[Photo object pointing records]
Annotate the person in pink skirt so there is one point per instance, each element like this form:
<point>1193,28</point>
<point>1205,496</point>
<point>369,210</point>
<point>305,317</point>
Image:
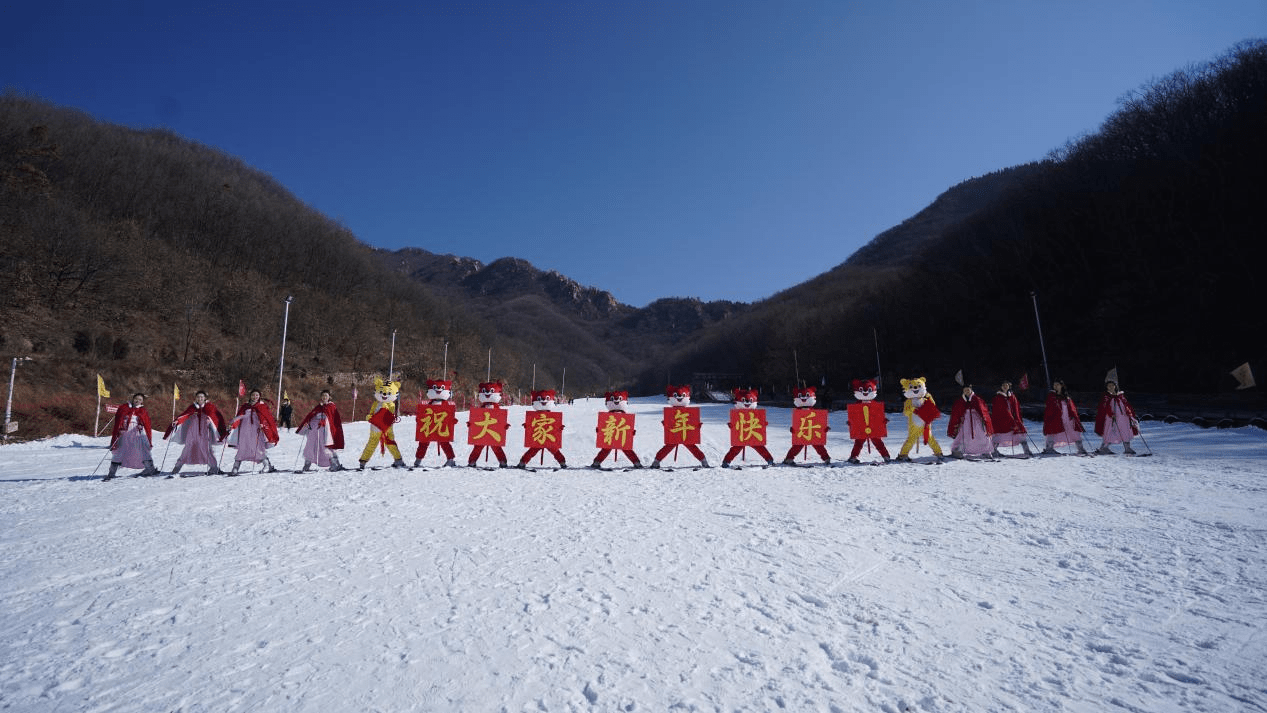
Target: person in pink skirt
<point>254,433</point>
<point>198,428</point>
<point>323,435</point>
<point>1115,421</point>
<point>1005,414</point>
<point>969,426</point>
<point>132,438</point>
<point>1061,423</point>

**WHAT TO DO:** Could you format every line of the data above as a numbered list, dropping blank lines and leaving the pictures out?

**SOLUTION TO THE EXERCISE:**
1. Annotate the person in pink skirt so there is one point per instance, each element like this form:
2. <point>1193,28</point>
3. <point>1205,496</point>
4. <point>369,210</point>
5. <point>305,317</point>
6. Image:
7. Target: person in pink skirt
8. <point>254,433</point>
9. <point>198,428</point>
10. <point>323,435</point>
11. <point>1115,421</point>
12. <point>1005,414</point>
13. <point>969,426</point>
14. <point>132,438</point>
15. <point>1061,423</point>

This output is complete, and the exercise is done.